▶ **Given task**
State how many lines of the material below contain the string "blue", with case counting. Give only the number.

▶ **Extracted material**
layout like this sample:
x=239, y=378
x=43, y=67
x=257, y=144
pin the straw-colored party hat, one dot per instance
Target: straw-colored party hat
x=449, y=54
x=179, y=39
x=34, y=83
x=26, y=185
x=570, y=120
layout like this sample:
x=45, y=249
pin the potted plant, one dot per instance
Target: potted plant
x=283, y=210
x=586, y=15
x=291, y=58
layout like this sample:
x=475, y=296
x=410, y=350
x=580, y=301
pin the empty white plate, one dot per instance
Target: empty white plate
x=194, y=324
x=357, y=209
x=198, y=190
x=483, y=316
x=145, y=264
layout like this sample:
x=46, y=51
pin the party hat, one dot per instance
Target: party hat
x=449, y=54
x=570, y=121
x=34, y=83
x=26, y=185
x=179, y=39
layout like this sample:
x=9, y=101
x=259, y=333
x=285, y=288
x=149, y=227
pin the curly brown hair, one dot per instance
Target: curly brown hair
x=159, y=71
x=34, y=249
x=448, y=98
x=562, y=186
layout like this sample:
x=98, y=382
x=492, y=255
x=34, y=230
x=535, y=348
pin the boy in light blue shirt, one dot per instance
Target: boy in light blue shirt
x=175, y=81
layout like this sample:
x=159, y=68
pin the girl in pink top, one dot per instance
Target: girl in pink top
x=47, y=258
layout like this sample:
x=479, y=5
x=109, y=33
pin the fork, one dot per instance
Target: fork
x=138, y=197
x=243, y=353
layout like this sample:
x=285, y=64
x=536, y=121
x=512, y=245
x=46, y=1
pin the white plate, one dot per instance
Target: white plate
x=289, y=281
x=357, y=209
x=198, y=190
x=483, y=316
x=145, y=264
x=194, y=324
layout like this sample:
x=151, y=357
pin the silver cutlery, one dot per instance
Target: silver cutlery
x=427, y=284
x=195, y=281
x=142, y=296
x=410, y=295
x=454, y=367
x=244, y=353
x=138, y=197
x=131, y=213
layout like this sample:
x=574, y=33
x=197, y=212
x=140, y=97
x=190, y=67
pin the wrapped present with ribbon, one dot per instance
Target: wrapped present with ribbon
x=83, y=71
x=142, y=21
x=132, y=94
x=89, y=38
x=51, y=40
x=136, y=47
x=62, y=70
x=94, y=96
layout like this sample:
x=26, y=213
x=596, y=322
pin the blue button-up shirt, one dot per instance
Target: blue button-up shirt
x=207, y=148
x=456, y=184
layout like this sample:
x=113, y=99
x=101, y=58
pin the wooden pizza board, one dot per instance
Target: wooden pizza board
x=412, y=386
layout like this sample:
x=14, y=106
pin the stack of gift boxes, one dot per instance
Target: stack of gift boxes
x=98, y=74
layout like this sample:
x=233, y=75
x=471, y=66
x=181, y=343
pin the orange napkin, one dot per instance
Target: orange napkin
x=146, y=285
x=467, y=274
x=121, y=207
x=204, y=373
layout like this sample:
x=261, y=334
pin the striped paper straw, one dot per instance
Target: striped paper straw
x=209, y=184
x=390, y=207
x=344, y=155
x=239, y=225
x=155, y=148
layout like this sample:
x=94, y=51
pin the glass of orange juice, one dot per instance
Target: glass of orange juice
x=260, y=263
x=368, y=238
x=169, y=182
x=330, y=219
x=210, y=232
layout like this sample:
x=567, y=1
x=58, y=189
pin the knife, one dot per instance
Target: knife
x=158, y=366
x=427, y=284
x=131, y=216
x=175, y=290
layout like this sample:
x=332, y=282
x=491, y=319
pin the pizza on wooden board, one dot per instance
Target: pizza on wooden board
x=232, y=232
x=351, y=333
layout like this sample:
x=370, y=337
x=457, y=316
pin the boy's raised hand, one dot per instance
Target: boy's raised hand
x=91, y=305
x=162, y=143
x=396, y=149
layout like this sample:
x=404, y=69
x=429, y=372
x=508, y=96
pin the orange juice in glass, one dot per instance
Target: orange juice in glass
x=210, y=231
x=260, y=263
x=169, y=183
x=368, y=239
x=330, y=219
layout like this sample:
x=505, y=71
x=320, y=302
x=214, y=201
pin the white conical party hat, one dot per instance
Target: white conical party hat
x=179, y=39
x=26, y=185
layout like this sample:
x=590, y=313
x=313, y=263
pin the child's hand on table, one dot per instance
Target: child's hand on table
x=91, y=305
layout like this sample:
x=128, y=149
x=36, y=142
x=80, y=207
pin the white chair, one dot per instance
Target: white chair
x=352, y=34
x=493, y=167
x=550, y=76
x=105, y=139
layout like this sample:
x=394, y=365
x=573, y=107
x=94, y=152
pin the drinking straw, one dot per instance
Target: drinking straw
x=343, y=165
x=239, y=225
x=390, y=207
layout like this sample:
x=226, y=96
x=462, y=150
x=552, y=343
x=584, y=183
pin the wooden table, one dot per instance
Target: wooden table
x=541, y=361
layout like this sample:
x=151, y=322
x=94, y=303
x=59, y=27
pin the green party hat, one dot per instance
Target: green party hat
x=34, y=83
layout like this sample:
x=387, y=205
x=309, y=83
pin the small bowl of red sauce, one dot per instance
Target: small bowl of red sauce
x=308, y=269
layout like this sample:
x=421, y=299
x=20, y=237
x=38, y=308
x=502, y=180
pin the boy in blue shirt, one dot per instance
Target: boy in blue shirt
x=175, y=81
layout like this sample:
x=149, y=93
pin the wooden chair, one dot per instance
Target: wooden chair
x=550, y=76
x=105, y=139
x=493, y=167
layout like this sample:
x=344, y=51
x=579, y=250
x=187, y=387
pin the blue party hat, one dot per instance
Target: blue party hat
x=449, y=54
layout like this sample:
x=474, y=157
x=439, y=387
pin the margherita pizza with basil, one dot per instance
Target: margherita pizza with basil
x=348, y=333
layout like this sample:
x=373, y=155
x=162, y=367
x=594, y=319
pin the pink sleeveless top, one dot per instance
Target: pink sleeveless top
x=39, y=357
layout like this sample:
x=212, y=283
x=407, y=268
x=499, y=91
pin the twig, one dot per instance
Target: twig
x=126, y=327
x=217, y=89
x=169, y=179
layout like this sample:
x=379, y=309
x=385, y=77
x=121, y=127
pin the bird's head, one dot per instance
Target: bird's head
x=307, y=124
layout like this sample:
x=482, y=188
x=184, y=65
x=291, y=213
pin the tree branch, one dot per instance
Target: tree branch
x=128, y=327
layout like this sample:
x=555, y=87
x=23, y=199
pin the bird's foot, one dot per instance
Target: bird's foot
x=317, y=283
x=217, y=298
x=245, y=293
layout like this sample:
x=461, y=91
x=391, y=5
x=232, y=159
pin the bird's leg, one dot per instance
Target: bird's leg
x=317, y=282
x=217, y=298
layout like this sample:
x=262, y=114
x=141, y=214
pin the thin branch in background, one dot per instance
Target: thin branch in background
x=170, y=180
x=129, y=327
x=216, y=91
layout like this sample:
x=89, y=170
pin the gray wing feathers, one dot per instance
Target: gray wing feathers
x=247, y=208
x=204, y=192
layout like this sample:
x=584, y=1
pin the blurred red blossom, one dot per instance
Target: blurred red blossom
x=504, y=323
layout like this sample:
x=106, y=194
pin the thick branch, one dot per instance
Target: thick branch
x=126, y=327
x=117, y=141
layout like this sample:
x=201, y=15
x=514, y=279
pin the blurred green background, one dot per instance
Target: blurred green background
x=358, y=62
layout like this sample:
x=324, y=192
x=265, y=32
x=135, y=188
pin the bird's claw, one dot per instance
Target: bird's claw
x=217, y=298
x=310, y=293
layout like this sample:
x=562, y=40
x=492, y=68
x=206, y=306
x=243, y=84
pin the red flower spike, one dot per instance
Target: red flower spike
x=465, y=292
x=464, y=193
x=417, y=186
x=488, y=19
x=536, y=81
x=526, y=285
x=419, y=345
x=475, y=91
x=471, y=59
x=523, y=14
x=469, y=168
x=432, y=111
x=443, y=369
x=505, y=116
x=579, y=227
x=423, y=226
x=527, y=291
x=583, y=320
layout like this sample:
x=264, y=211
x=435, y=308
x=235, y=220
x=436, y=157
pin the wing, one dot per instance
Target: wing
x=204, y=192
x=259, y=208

...

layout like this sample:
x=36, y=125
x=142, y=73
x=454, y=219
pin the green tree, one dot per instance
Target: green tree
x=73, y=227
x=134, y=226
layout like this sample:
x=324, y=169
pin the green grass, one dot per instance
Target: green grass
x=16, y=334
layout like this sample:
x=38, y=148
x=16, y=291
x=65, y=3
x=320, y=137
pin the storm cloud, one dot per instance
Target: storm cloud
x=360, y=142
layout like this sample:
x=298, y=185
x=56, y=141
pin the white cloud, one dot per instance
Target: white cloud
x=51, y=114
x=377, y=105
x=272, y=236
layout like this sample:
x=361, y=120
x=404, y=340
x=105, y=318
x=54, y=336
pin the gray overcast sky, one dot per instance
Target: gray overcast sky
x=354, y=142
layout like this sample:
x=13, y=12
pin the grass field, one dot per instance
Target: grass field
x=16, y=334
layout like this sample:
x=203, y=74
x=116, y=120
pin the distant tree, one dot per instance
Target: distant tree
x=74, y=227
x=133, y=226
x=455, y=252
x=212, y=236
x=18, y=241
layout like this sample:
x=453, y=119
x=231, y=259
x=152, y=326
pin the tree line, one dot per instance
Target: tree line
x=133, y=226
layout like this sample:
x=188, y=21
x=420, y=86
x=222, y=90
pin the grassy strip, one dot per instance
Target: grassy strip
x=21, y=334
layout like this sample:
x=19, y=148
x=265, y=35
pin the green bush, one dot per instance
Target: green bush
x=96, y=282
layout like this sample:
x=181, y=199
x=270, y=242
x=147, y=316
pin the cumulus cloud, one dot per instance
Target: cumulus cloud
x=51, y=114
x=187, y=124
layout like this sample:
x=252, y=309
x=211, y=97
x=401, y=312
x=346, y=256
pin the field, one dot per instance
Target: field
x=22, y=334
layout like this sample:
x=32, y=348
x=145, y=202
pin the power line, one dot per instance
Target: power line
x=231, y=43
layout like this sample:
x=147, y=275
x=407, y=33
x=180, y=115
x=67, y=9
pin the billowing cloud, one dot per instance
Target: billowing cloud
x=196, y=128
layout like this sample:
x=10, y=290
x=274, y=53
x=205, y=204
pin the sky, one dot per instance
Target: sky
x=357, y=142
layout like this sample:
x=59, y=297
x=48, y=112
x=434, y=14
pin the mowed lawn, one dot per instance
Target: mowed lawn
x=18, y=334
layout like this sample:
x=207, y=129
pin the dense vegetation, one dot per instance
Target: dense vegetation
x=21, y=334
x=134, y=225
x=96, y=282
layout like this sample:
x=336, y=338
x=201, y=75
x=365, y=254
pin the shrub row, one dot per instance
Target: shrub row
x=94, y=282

▶ **Task response**
8